— Begin Stored data —

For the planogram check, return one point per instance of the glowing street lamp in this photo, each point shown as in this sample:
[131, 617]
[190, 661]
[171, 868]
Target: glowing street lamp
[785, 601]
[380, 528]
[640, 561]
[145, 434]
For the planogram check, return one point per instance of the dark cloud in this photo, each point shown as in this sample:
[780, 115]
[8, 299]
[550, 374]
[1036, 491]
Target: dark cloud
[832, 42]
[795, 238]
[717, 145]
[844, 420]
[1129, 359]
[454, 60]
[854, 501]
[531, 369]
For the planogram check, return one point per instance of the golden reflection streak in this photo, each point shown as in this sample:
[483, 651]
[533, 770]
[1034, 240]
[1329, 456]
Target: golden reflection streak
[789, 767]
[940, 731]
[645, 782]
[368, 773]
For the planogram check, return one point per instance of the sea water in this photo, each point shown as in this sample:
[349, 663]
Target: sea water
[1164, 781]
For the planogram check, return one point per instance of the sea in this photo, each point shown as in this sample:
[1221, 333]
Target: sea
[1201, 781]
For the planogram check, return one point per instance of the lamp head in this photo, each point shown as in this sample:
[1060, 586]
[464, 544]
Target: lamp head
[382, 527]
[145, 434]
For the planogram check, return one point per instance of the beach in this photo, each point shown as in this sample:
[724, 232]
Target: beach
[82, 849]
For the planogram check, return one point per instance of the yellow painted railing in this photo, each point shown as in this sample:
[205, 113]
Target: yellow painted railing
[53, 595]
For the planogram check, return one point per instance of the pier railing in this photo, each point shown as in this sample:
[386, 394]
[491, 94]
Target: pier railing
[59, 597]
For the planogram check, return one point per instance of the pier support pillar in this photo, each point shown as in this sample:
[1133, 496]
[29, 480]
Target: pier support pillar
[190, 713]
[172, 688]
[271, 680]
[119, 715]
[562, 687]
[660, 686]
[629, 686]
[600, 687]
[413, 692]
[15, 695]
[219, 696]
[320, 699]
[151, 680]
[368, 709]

— End Stored data —
— Begin Stored data —

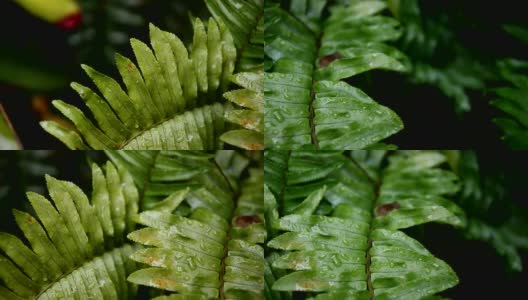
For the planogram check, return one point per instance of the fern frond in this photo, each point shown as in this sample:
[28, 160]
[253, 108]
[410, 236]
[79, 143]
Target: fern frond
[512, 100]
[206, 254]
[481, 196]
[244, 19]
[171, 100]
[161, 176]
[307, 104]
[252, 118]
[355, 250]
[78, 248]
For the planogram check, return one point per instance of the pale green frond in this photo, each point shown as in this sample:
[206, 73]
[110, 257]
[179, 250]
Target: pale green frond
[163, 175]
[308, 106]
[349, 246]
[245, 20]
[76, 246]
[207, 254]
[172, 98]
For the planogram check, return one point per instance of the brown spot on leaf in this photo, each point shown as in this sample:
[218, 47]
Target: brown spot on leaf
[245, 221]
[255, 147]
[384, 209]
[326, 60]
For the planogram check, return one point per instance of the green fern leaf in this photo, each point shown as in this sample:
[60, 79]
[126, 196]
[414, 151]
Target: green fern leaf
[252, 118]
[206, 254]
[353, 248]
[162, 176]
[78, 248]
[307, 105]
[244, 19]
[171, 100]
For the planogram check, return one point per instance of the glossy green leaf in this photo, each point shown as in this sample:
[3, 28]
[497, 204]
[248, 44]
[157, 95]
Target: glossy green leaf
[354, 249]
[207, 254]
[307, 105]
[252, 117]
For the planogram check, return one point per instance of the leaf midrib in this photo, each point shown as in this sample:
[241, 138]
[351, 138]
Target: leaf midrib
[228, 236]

— End Stored data —

(Directive) Return every line of the records that contains the word "golden".

(Right answer)
For the planogram check, return one point per instance of the golden reflection streak in this photo, each point shown as in this sample:
Target: golden reflection streak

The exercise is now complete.